══ Source passage ══

On Nov. 12, Valdosta Daily Times announced that Georgia was back in the COVID-19 ‘red zone,’ which could be an outcome of holiday travel and COVID-19 fatigue.
The White House Coronavirus Task Force reported that 25% of Georgia counties have high levels of community transmission.
As of Dec. 1, Lowndes County has had 384 positive COVID-19 cases in the last two weeks, according to the Georgia Department of Public Health. Per 100,000 people in Georgia, there was 314 positive cases in the last two weeks.
Since the start of COVID-19, there have been 94 confirmed deaths in Lowndes County alone, and 8,798 in the state, according to the Georgia Department of Public Health.
Dr. Vince Miller, vice president for student affairs, said he thinks one of the biggest reasons for this increase in cases is due to COVID-19 fatigue.
“We are social beings as people, and I think it’s been really difficult to have social restrictions on us,” Dr. Miller said. “If we follow the guidelines as expected, they really keep us isolated within a small family group.”
Dr. Miller said students and faculty need to be steadfast with following the Center for Disease Control requirements especially during the holiday season.
“The desire to visit family is strong,” he said. “At the same time, I think we should do everything we can to acknowledge that right now, until there is a vaccine in place that we are comfortable with, and we know there’s a level of medical safety, we’ve just got to follow those requirements.”
To continue combating COVID-19, VSU plans to continue the requirements already in place, and could potentially be a part of the vaccination solution, according to Dr. Miller.
“We are making efforts right now to have all of the right equipment in place for administering vaccinations,” he said. “If we have a vaccine at the early part of next year then we are going to be prepared to be part of the vaccination solution for our campus and maybe the region.”
According to Dr. Miller, it is unknown what the details of the cost will be if vaccines were to take place at VSU.
Dr. Miller said if there is a spike during the holiday season, potentially, VSU could begin the semester virtually.
In order to get the statistics over the holidays, Dr. Miller said there will be a similar survey that was done in the fall to get a head count of individuals who were exposed or tested positive before the semester starts.

═══
══ Given data ══

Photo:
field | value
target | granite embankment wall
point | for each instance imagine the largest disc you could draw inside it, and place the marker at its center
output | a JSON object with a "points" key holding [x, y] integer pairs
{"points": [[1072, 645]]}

═══
══ Given data ══

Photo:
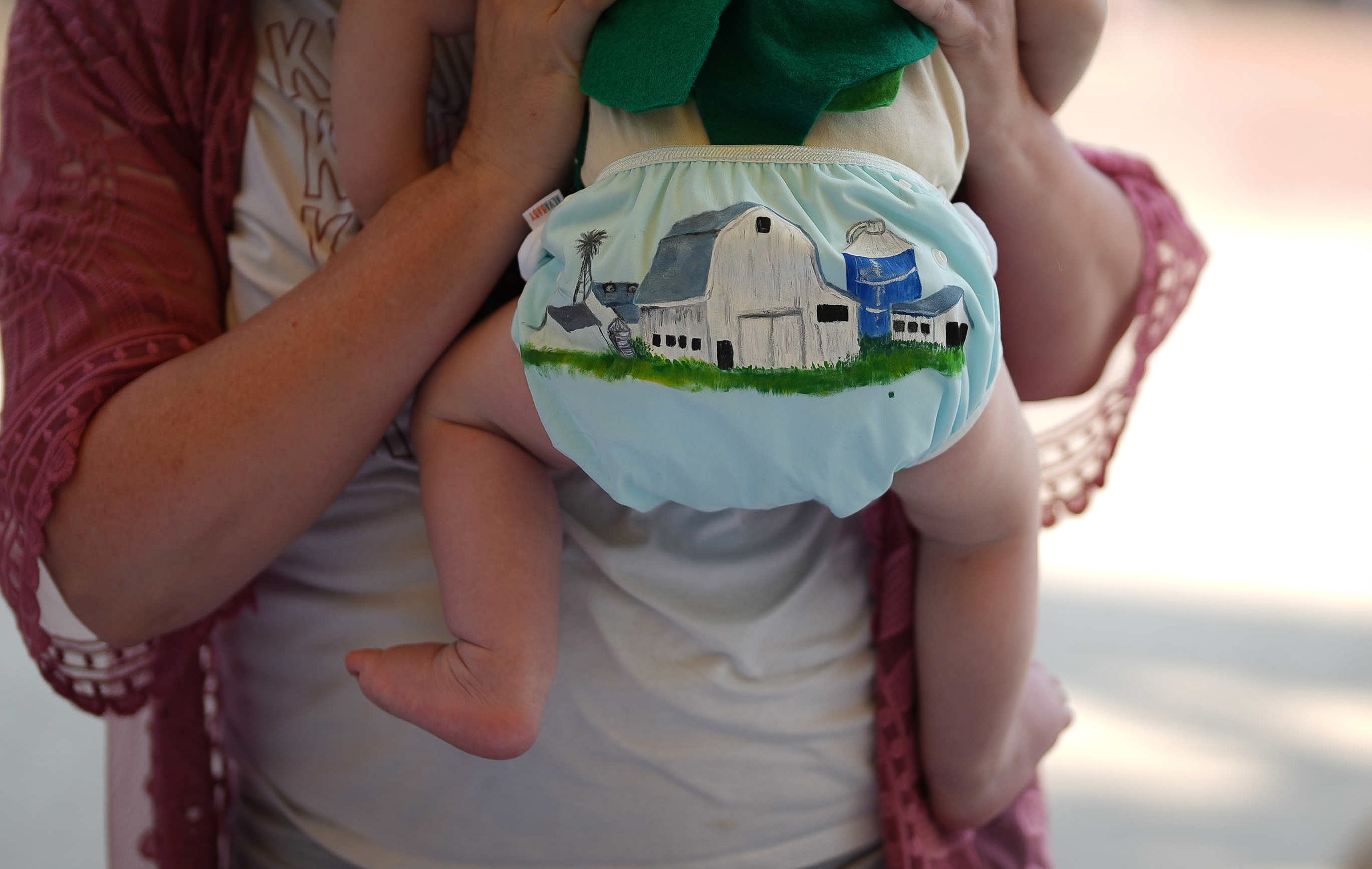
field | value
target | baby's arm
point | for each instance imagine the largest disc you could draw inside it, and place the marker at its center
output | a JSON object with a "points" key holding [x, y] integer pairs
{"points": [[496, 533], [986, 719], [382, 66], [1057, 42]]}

═══
══ Given data ══

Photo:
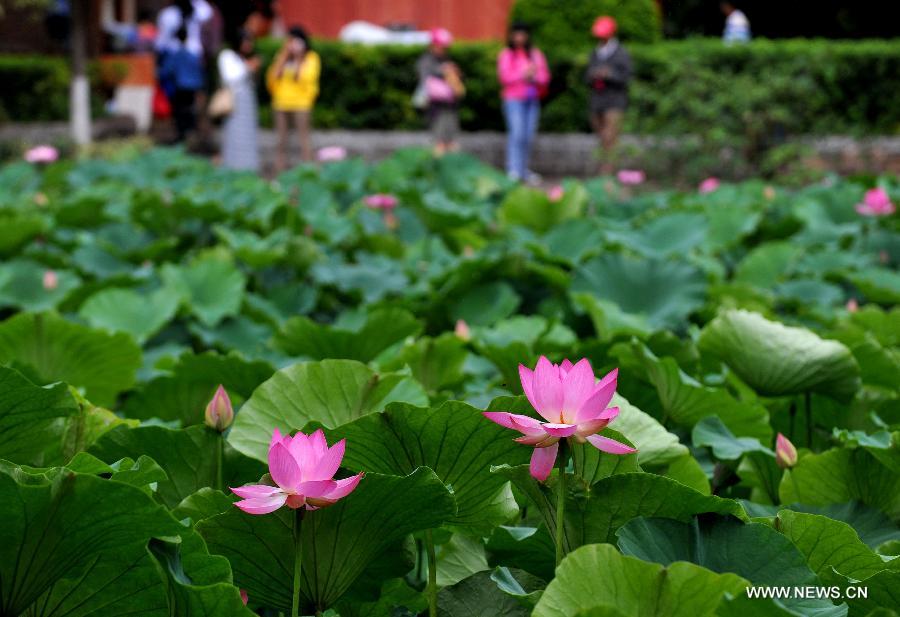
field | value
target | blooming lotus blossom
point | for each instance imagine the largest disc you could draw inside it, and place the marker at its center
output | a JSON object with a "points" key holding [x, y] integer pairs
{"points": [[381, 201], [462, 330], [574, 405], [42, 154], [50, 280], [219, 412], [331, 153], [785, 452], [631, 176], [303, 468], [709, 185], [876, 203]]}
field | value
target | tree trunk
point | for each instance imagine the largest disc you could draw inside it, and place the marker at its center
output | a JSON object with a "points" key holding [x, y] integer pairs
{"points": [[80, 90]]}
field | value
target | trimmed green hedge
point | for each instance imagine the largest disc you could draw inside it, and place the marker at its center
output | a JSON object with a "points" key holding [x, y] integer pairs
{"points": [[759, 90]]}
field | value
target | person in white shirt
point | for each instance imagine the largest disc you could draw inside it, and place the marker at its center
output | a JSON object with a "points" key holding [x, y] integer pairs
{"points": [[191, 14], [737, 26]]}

═══

Required work →
1. Write out everything in the COVID-19 article from "Dr. Vince Miller, vice" down to "to COVID-19 fatigue.".
2. In the COVID-19 article, how many confirmed deaths does the Georgia Department of Public Health report for Lowndes County since the start of COVID-19?
3. Proceed with the COVID-19 article, picking up right after its final sentence.

Answers below →
1.
Dr. Vince Miller, vice president for student affairs, said he thinks one of the biggest reasons for this increase in cases is due to COVID-19 fatigue.

2. 94

3.
According to Dr. Miller, the worries for the holiday travels and gatherings are also a reason behind no spring break.
“The students have been really good with all the expectations we set, but we have seen that fatigue set in at the end of the semester and the restlessness of individuals wanting to travel and wanting to visit family,” he said. “The timing of spring break, based on what we’ve seen in the fall, would be the same place that we would have that fatigue and desire to travel and spend time with friends and loved ones.”
Robbyn DeSpain, director of strategic communications, sent out an email to the student body on Nov. 24 giving advice on how to accommodate during the holidays.
“Modify your plans to reduce the transmission of COVID,” DeSpain said. “Celebrate Thanksgiving and Christmas at home with your immediate family only.”
The email included other tips such as postponing travel and shopping online instead of in-stores.
According to Victoria Espinoza, a junior secondary education and English major, the pandemic has affected her family.
“All of us take this very seriously being that many of my family members have weakened immune systems,” Espinoza said. “My family has accommodated holiday festivities by keeping all parties small and usually just immediate family.”
Espinoza also said COVID-19 fatigue is similar to restlessness because we are a part of a society that is always out socializing.
Dr. Miller said if there is a vaccine, and everyone remains safe and healthy over the holidays and come back in January following the same criteria, this could be the last semester of having as many restrictions.